> Task instructions: Collect each line of the listing below that contains the string "logo", and copy those lines out. Case counts.

> Entries shown:
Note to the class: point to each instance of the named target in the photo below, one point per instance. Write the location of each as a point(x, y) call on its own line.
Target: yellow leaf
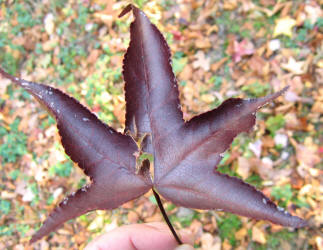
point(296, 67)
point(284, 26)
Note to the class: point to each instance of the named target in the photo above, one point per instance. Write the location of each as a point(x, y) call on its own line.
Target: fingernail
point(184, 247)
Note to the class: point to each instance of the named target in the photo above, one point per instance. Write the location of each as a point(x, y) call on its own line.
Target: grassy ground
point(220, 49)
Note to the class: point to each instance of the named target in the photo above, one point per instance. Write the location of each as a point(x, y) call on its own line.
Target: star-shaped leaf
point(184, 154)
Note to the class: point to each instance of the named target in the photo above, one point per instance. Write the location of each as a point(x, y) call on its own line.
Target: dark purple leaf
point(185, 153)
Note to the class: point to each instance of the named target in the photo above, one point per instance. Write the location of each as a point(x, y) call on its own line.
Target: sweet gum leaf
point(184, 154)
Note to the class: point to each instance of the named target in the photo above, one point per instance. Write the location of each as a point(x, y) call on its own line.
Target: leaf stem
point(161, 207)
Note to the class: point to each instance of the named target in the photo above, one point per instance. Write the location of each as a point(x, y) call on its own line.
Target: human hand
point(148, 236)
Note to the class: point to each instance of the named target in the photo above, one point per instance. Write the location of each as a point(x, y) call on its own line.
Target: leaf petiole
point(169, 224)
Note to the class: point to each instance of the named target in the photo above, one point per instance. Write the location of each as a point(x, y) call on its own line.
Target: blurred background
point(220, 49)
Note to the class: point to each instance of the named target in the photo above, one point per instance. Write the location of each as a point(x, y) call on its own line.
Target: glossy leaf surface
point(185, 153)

---

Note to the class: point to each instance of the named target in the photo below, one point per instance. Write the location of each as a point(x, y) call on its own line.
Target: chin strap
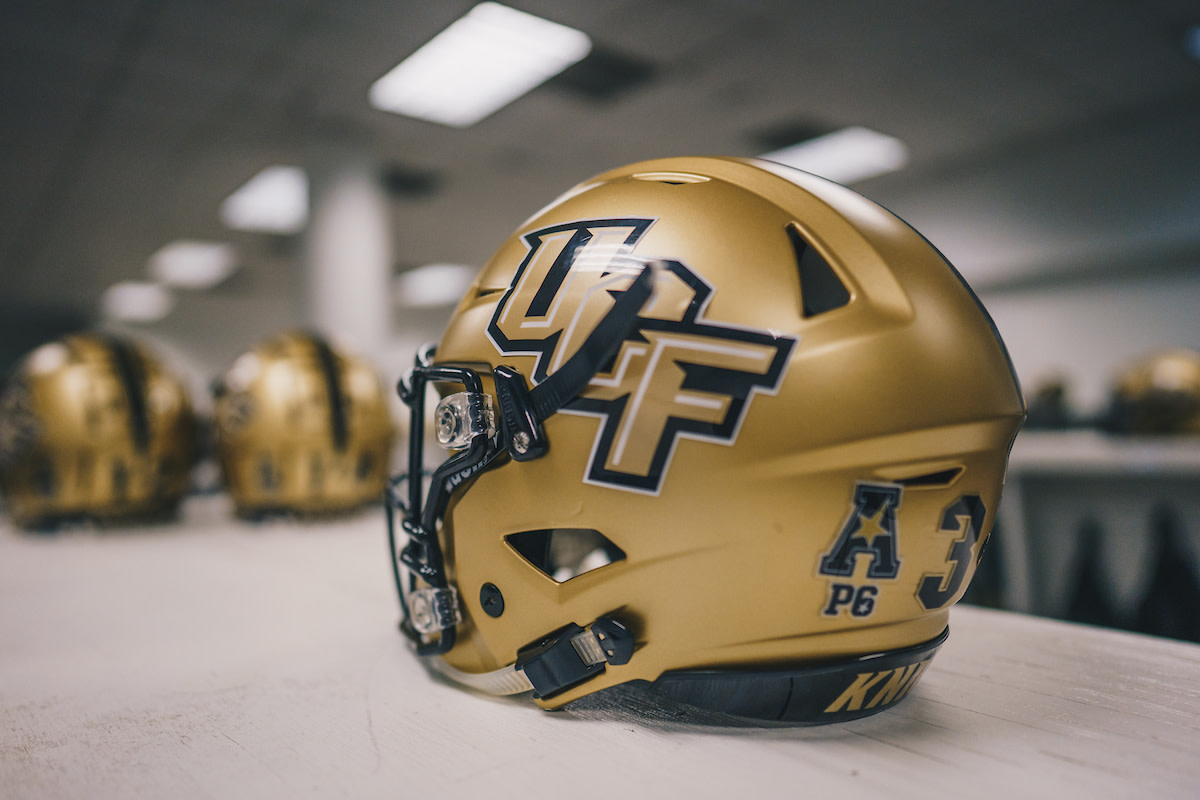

* * *

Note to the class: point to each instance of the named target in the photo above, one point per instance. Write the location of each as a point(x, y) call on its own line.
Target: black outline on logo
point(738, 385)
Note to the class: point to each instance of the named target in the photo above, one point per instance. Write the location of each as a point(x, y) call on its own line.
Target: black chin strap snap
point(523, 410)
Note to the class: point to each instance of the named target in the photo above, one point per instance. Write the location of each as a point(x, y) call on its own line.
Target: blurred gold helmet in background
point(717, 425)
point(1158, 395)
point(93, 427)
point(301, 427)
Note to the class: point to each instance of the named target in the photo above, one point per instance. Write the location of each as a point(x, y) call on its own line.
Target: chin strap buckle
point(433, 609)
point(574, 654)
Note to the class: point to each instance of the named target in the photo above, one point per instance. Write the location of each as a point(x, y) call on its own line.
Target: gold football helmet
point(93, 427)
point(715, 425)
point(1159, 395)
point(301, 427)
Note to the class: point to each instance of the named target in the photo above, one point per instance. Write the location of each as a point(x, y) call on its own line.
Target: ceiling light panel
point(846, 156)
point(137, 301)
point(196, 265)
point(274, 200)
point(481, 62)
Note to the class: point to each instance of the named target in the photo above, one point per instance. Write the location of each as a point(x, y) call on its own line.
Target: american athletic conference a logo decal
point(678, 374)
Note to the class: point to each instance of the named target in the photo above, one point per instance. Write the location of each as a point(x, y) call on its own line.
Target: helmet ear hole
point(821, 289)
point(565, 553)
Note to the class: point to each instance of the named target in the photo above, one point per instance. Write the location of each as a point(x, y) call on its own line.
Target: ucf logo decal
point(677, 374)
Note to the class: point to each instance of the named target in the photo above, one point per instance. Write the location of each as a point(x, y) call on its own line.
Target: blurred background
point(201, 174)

> Solution to the exercise:
Target: black outline on logo
Target: american athletic conference a logo decal
Target: ucf logo decal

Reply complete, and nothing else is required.